Quoted text →
*****
- Also known as: Delightful Girl Choon-hyang; Sassy Girl: Chun-hyang;
- Hangul: 쾌걸 춘향
- Hanja: 快傑 春香
- Lit.: Delightful Girl Chun-hyang
- RR: Kwaegeol Chunhyang
- MR: K'waegŏl Ch'unhyang
- Written by: Hong Jung-eun Hong Mi-ran
- Directed by: Jeon Ki-sang; Ji Byung-hyun;
- Starring: Han Chae-young; Jae Hee; Uhm Tae-woong; Park Si-eun;
- Country of origin: South Korea
- Original language: Korean
- No. of episodes: 17

Production
- Producer: Lee Deok-geon
- Cinematography: Lee Ja-seong

Original release
- Network: KBS2
- Release: January 3 – March 1, 2005

= Sassy Girl Chun-hyang =

South Korean television series

Sassy Girl Chun-hyang is a 2005 South Korean television series starring Han Chae-young in the title role, along with Jae Hee, Uhm Tae-woong and Park Si-eun. It aired on KBS2 from January 3 to March 1, 2005, on Mondays and Tuesdays at 21:55 time slot for 17 episodes.

A modern retelling of the classic Korean Chunhyangjeon ("Tale of Chunhyang"), the romantic comedy series was called "fusion-style" for, among others, mixing rap with pansori in the background music.

This is the first Korean drama written by Hong Jung-eun and Hong Mi-ran (collectively called the Hong sisters), and remains the highest-rated in their filmography, with a peak viewership rating of 32.2%.
*****
To be done →
1/ Print everything in the series article from "This is the" down to "rating of 32.2%.".
2/ According to the series article, what was the peak viewership rating of Sassy Girl Chun-hyang?
Rely only on the series article for what follows.
*****
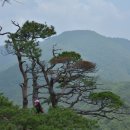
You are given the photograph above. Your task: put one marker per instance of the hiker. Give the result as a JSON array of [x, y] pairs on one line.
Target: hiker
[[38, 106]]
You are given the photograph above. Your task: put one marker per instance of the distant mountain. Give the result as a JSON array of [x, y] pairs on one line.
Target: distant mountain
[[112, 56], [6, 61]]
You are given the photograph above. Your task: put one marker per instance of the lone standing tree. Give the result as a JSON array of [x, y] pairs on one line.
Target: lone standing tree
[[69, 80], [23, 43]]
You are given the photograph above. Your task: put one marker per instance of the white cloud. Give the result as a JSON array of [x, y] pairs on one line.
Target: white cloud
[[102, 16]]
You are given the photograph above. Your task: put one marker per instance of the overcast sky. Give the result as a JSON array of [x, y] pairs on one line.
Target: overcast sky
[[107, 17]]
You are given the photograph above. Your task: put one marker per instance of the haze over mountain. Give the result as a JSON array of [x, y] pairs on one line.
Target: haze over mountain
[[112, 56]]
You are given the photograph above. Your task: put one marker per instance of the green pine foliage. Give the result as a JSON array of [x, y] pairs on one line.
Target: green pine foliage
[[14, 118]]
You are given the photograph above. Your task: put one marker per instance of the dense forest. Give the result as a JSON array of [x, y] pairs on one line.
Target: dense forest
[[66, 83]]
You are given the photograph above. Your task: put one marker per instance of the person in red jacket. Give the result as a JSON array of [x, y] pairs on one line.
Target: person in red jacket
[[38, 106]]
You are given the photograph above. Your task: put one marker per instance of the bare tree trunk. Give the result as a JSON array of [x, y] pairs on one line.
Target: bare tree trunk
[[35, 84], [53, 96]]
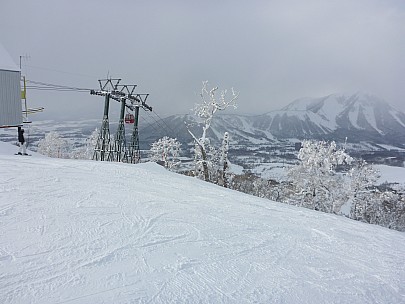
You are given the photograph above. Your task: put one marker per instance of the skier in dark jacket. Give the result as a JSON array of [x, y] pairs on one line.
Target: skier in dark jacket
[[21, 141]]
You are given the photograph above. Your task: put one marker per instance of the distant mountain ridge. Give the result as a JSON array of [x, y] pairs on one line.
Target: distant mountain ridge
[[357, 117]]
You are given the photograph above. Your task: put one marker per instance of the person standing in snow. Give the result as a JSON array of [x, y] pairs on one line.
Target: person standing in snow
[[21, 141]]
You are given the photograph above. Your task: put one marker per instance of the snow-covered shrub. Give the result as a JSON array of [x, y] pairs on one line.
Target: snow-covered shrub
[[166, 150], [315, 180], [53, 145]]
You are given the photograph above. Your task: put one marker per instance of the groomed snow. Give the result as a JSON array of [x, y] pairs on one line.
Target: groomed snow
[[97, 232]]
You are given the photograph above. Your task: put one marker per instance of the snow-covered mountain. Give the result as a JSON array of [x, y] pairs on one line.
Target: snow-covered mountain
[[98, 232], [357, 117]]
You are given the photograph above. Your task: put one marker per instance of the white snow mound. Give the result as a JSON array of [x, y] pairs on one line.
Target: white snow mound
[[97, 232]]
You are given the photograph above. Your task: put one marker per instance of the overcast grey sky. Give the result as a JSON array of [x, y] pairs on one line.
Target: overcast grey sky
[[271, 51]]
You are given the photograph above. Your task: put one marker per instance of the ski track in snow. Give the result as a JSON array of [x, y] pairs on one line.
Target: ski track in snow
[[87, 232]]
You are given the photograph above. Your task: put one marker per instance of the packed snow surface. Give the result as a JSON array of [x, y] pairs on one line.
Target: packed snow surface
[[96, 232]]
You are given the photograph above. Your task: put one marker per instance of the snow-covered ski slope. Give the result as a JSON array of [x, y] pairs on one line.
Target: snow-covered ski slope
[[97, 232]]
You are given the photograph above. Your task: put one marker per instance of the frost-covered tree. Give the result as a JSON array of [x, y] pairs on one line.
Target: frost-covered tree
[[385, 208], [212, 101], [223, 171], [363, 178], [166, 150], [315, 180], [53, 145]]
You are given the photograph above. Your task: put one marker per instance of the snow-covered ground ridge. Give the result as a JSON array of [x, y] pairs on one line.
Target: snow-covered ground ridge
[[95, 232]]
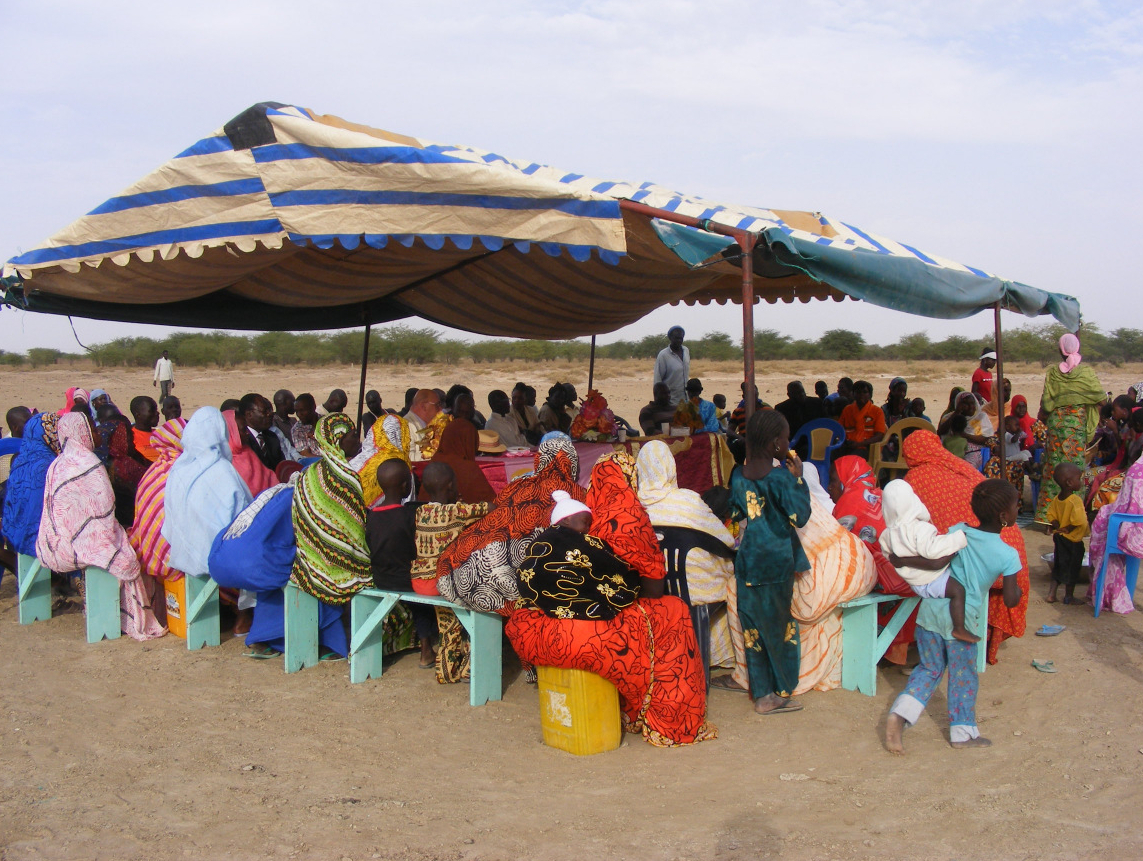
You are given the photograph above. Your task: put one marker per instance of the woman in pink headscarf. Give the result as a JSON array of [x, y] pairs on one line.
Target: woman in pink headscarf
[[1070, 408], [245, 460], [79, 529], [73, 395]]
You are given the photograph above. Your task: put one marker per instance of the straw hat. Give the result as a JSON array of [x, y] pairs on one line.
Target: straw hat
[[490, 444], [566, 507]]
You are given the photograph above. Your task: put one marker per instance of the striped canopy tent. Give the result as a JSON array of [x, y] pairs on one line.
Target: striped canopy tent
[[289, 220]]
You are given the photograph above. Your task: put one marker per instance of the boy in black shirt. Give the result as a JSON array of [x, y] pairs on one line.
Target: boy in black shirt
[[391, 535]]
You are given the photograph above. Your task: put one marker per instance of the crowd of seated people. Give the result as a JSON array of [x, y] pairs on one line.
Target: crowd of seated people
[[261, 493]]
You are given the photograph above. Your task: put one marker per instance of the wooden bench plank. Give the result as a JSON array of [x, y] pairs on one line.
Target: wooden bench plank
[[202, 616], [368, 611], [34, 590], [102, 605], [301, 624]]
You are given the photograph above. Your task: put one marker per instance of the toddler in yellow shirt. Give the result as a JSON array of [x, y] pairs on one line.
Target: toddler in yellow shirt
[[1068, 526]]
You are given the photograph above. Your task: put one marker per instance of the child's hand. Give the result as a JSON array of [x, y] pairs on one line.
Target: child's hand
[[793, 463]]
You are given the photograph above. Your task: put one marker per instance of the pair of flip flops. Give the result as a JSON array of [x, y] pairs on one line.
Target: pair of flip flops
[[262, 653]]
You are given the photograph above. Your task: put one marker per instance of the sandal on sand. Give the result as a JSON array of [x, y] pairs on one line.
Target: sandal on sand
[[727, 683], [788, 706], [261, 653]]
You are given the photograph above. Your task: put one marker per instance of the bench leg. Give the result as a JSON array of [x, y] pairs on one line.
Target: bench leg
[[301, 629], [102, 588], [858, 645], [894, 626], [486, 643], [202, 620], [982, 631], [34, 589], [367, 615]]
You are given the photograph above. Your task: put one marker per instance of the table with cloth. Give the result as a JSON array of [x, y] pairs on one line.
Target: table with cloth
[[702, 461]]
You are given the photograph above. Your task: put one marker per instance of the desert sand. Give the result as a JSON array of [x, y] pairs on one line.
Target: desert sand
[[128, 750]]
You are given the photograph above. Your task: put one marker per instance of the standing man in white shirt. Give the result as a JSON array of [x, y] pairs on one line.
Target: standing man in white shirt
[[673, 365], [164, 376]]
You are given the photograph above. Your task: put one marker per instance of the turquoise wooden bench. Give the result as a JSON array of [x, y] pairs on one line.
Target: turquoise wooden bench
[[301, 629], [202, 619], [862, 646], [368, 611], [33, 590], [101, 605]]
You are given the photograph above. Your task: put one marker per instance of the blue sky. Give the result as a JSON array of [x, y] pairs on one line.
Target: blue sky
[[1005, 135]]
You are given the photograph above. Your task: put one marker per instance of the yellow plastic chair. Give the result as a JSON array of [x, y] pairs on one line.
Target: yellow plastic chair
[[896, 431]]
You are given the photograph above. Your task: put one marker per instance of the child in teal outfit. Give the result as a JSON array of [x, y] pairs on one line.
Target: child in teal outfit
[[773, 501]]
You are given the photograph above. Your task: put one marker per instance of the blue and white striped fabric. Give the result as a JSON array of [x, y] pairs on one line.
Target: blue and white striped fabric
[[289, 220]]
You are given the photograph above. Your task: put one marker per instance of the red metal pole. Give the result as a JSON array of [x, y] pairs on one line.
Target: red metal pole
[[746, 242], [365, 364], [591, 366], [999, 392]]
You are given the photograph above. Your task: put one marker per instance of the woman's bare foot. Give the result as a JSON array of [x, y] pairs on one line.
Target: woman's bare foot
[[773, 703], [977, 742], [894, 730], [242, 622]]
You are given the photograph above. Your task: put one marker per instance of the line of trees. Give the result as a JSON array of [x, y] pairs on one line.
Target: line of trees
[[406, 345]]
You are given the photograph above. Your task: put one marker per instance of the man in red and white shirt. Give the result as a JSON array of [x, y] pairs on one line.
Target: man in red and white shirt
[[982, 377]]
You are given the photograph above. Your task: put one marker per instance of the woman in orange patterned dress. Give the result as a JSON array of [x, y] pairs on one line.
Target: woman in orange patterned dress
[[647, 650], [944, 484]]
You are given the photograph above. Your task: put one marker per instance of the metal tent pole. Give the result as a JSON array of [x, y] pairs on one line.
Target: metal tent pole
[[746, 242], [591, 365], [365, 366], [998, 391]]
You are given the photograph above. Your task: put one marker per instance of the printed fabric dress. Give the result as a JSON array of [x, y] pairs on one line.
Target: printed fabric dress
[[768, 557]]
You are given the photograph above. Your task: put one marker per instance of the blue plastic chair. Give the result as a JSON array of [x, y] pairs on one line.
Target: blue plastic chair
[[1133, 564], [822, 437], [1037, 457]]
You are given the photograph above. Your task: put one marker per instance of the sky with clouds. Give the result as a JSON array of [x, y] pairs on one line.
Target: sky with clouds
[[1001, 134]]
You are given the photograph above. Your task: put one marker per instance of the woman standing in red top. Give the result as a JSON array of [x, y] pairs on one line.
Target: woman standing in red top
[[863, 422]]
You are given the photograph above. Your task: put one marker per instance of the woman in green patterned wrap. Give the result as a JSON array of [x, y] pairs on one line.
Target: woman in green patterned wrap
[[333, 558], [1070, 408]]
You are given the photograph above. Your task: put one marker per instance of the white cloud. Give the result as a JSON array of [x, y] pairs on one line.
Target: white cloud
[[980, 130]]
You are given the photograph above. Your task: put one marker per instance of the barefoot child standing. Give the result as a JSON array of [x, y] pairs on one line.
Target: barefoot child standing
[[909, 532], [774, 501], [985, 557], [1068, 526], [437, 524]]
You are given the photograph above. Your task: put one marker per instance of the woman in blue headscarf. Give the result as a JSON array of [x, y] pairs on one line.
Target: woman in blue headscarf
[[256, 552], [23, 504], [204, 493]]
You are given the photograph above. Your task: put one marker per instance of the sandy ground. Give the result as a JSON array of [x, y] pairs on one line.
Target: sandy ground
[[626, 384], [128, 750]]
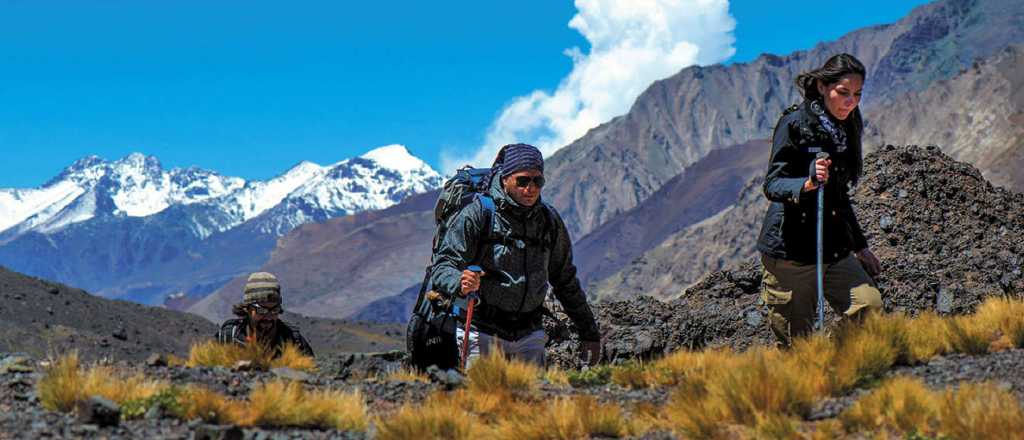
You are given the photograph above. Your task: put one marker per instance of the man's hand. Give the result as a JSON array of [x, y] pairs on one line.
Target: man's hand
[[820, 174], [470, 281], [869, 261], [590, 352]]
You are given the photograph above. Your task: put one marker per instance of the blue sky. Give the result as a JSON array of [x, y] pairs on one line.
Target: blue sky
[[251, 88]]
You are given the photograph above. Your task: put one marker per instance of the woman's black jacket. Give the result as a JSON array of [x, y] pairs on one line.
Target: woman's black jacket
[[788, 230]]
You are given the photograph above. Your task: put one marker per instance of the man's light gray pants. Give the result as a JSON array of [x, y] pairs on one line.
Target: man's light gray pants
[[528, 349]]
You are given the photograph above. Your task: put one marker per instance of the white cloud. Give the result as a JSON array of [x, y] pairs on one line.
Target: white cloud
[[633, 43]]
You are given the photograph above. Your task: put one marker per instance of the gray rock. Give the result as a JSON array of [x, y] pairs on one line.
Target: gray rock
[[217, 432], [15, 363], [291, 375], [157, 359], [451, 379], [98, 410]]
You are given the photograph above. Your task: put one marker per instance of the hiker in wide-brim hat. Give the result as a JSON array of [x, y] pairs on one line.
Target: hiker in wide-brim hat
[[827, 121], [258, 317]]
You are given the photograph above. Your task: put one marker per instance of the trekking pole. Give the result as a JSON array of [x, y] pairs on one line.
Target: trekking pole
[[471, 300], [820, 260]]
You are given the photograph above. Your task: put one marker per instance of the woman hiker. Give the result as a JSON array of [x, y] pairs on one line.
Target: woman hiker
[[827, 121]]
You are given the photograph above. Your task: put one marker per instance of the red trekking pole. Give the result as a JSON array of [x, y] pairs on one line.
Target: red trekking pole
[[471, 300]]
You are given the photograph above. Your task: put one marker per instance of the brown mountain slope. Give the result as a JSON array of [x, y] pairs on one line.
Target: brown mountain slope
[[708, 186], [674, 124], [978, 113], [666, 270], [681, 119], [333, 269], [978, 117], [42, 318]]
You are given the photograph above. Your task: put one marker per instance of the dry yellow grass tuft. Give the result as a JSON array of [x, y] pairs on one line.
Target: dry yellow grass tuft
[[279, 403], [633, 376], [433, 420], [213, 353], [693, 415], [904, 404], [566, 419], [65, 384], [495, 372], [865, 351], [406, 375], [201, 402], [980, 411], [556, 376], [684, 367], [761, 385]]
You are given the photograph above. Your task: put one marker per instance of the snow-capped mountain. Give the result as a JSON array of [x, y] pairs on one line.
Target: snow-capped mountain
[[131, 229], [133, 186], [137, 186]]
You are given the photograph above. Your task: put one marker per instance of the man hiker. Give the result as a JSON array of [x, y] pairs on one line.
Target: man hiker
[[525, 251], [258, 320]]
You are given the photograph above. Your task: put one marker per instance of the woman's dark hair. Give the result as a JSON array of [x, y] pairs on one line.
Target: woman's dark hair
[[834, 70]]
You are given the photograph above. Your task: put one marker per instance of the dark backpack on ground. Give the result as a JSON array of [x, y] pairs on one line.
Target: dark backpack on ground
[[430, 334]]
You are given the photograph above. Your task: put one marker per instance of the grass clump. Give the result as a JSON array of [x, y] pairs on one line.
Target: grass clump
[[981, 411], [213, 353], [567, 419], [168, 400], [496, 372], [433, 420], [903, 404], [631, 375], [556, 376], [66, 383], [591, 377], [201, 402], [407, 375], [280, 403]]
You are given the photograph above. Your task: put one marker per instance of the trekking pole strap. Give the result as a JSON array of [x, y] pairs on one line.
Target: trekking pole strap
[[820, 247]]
*****
Results →
1/
This is the first Korean drama written by Hong Jung-eun and Hong Mi-ran (collectively called the Hong sisters), and remains the highest-rated in their filmography, with a peak viewership rating of 32.2%.

2/ 32.2%